- PROVIDED TEXT -
##############################

I was under the impression that milk was just milk before I started working as a sustainability researcher in the field of agriculture. I have learned in the past 5 years that this is not actually the case. Many dairy farmers have become more intentional in how they produce milk. They are using a more scientific approach to produce milk. Part of this includes assessing the impact of management practices on the environment. This is something that Trace & Save helps them to do.

The reality of milk

I will share some of the scientific approaches I am referring to in this blog. Firstly, farmers take soil samples which inform fertiliser use. By knowing what is in the soil, farmers can apply the correct nutrients, in the correct quantities to improve soil fertility. By ensuring that fertiliser is not overused, there is much less risk of excess nutrients being lost to the environment. These excess nutrients have a potential negative environmental impact such as contaminating our fresh water sources. Secondly, farmers also measure how effectively they have used water, thereby identifying where they might be able to save on water use in future. Another indicator of environmental impact is a carbon footprint. Farmers use this to determine how much greenhouse gases are emitted from their farms, so that they can identify where and how to reduce these emissions.

##############################

- DATA FOR THIS EXERCISE -
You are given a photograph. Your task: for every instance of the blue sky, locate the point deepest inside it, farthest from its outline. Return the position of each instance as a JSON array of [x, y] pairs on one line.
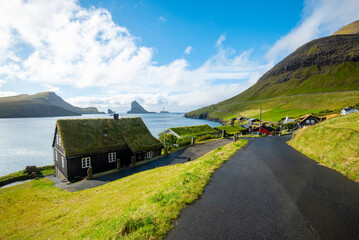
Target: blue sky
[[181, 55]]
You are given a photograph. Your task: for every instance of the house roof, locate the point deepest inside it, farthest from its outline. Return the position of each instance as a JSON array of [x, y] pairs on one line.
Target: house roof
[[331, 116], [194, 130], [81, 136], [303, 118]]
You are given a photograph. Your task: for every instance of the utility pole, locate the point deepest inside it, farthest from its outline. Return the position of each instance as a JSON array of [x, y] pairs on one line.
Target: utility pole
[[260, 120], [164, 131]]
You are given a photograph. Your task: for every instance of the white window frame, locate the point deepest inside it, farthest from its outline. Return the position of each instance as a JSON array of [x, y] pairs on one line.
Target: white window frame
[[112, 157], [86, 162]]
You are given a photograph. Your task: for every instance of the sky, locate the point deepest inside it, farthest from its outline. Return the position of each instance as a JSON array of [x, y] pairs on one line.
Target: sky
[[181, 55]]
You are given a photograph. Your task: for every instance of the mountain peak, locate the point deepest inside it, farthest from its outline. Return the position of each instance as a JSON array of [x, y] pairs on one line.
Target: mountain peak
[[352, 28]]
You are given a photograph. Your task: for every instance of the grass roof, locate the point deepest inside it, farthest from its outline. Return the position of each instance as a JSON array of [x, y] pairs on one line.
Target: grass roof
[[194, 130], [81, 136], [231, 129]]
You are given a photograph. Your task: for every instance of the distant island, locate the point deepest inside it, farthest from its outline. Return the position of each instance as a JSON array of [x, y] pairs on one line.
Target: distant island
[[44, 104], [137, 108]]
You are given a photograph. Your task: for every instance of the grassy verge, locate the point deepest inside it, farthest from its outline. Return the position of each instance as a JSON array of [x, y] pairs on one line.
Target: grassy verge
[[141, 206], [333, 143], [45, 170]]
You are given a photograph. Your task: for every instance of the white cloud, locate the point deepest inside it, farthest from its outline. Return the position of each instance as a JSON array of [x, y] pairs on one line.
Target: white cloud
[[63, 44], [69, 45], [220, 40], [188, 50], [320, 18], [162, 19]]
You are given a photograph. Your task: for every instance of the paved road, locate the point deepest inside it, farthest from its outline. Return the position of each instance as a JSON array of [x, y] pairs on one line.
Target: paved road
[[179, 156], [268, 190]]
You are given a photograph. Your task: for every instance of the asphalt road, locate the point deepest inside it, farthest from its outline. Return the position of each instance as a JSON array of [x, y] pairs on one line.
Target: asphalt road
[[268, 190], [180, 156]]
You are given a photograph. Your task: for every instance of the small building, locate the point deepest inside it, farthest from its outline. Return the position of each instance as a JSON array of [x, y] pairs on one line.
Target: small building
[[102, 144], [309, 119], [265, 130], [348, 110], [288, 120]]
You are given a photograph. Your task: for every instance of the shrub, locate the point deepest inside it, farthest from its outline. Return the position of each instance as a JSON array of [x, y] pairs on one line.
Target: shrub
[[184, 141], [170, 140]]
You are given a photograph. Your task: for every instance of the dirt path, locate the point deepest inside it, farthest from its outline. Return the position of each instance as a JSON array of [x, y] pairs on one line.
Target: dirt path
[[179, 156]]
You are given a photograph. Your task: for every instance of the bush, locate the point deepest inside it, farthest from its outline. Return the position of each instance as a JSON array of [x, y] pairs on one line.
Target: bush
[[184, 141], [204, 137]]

##############################

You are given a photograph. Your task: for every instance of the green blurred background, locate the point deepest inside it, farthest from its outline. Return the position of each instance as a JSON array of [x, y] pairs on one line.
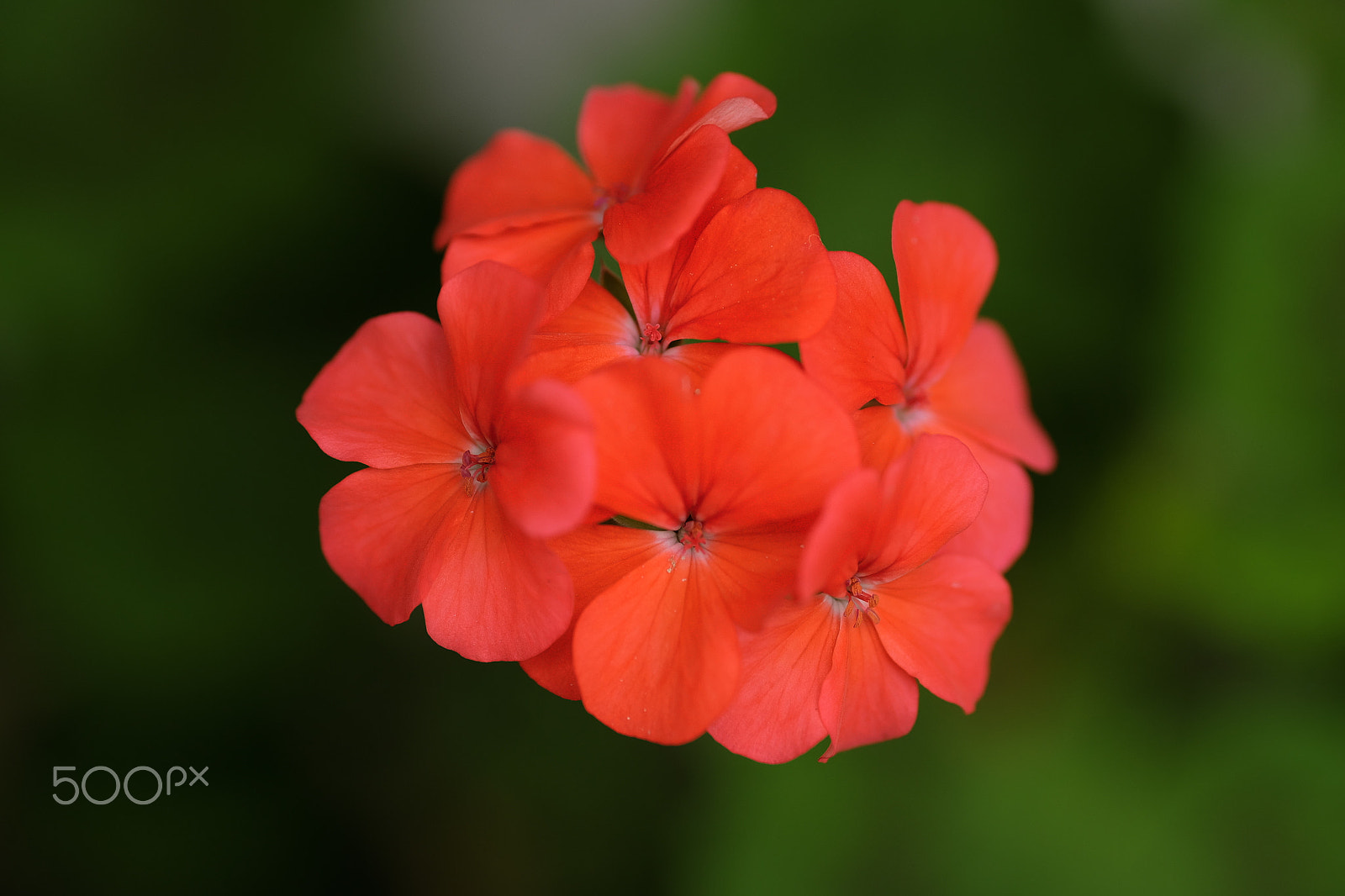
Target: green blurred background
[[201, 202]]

##############################

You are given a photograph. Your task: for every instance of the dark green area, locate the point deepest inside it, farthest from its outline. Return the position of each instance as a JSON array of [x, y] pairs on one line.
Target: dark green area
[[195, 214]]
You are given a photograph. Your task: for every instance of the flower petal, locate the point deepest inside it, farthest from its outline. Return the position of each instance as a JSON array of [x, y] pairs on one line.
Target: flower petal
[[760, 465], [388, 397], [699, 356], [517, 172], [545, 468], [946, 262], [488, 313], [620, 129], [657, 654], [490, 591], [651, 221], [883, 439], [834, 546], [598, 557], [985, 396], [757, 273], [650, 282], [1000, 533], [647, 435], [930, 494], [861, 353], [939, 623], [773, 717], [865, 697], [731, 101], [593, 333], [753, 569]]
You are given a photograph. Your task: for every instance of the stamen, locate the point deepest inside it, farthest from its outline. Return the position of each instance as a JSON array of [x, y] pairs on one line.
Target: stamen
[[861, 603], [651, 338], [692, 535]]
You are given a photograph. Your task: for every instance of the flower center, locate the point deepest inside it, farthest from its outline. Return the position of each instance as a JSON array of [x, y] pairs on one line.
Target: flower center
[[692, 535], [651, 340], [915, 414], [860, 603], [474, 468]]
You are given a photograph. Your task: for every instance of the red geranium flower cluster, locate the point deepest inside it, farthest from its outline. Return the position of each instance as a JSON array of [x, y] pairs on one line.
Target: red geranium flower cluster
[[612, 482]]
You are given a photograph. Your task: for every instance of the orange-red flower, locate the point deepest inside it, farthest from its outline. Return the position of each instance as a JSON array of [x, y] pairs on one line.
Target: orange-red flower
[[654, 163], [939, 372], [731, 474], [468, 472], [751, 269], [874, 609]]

##############################

- GIVEN INSTRUCTION 1 -
Copy out the dairy farming text above word for word, in full.
- GIVEN INSTRUCTION 2 -
In the listing above, reproduce the lines from the one containing "white cloud, locate" up to and including the one containing "[[179, 156], [268, 190]]", and nothing else.

- FULL SOLUTION 1 -
I was under the impression that milk was just milk before I started working as a sustainability researcher in the field of agriculture. I have learned in the past 5 years that this is not actually the case. Many dairy farmers have become more intentional in how they produce milk. They are using a more scientific approach to produce milk. Part of this includes assessing the impact of management practices on the environment. This is something that Trace & Save helps them to do.

The reality of milk

I will share some of the scientific approaches I am referring to in this blog. Firstly, farmers take soil samples which inform fertiliser use. By knowing what is in the soil, farmers can apply the correct nutrients, in the correct quantities to improve soil fertility. By ensuring that fertiliser is not overused, there is much less risk of excess nutrients being lost to the environment. These excess nutrients have a potential negative environmental impact such as contaminating our fresh water sources. Secondly, farmers also measure how effectively they have used water, thereby identifying where they might be able to save on water use in future. Another indicator of environmental impact is a carbon footprint. Farmers use this to determine how much greenhouse gases are emitted from their farms, so that they can identify where and how to reduce these emissions.

- FULL SOLUTION 2 -
You are given a photograph. Your task: for every instance of the white cloud, locate the point deepest inside it, farthest from its outline. Return the position of each instance as a JSON array of [x, y] pairs on one line.
Target: white cloud
[[63, 44], [69, 45], [220, 40], [188, 50], [320, 18], [162, 19]]
You are given a photograph. Your task: for every instance of the paved road, locate the point deepest inside it, farthest from its outline. Return the position of each instance as a JSON array of [x, y] pairs on one line.
Target: paved road
[[179, 156], [268, 190]]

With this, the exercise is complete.